### Exercise requirements
• 1. List every term in the business glossary that is a single word and is defined under its own heading.
• 2. Carry on the glossary of business terms from the point where it stops, adding further entries in the same format.

### Text section
===
Capacity building is the process of creating, improving and retaining core skills, knowledge and capabilities of an organization’s people and processes.

Capital

Capital refers to the assets that are owned by an entity and are available for use. Capital is usually described in terms of money, though can be an asset owned by an organization.

Cascading

The process of aligning the various KPIs, goals, and projects in an organization to the higher strategy. All actions taken should be contributing to a higher level goal or strategy.

Case study

A study containing qualitative data (such as observations and information drawn from interviews) about one subject. These studies are typically based on what is termed anecdotal evidence. A series of case studies can provide useful information that something of significance is happening that may merit further study.

Cause and Effect

The process of identifying the relationship between things or events. The purpose is to identify if one event or action caused another to occur.

Client

Anyone whose interests are served by an organization, or who receives or uses an organization’s resources or services. Clients can be internal to an organization, for example, one department may be the client of another department, or external to the organization.

Collaboration

To work together sharing ideas and resources, especially in a joint intellectual effort.

Corporation

A group of individuals legally empowered to transact business as one body.

Cost-benefit analysis

A management tool that involves calculating or estimating the monetary costs and potential benefits of a
proposed course of action.

Cost Leadership

Cost leadership is one of the three competitive strategies an organization may choose to focus on to gain a competitive advantage over their competitors. It requires the organisation to offer the lowest prices on
goods/services in the marketplace.

Critical success factor

The term used to describe an element that is required to achieve the business goals and vision.

Cultural competence

A set of values, behaviors, attitudes, and practices which enable people to work effectively across racial/ethnic and cultural lines.

Customer

The person(s), or organizations who use your output. Whether your customers are internal or
external to your organization, they use your output as an input to their work processes.

Customer Value Proposition

Customer Value Proposition is the intended overall value and/or benefit a customer/stakeholderwill g ain from your product or service in return for its costs, including money, time and effort; a marketing statement that summarizes the tangible and intangible value of a particular offering helping the customer to understand why they might want to buy a product or use a service.
===
### Material supplied
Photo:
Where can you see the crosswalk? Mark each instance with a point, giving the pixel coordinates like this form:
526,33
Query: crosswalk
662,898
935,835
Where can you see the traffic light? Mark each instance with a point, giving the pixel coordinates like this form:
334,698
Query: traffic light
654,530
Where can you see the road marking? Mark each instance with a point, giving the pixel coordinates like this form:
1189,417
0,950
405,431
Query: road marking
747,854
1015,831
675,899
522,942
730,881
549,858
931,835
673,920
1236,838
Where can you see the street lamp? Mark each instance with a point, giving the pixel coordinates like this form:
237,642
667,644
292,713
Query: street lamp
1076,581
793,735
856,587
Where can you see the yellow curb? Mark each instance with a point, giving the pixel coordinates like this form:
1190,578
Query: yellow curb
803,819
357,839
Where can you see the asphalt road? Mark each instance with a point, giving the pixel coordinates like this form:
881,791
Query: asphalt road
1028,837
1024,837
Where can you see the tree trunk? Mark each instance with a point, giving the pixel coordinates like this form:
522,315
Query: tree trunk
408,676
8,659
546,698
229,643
===
### Expected responses
• 1. Capital, Cascading, Client, Collaboration, Corporation, Customer

• 2.
Customer Perspective

The external customer’s point of view on an organization, and the value they place on the product/services offered by the organization.

Change Management 

The application of a structured process and set of tools for leading the people side of change to achieve a desired outcome. 

Continuous Improvement 

A mindset and a practice of constantly re-examining and improving products, services or processes.

Core Values 

Fundamental beliefs, philosophies, principles or standards that define the organization’s character. They dictate correct behavior and guide the decisions and actions of an organization’s leaders and workforce.

Competitive Positioning

Competitive positioning is about defining how you’ll “differentiate” your offering and create value for your market. It’s about carving out a spot in the competitive landscape, putting your stake in the ground, and winning mindshare in the marketplace – being known for a certain “something.

Core Competency

Any area, factor, or consideration perceived by the customer that differentiates the organization
and provides for a competitive edge over its rivals.

Cross-functional

A process or activity that includes portions of the process or activity from two or more functions
within an organization

Conflicts of Interest

When a person could receive personal benefit from decisions they make in their official capacity.

Copyrights

Provide exclusive rights to the creators of original artistic works such as books, movies, songs, and screenplays.

Corporate Social Performance

Measuring the impact of a firm’s activities in corporate social responsibility.

Corporate Social Responsibility

Efforts by a firm to be socially accountable by contributing to community and/or societal goals through philanthropic, activist, or charitable activities.

Creating Shared Value (CSV)

A business model whereby society’s needs and challenges are addressed as a firm prospers achieving its mission.

Cash Cows

High market share units within slow-growing industries.

Concentration Strategy

Actions that firms use to try to compete successfully within only a single industry.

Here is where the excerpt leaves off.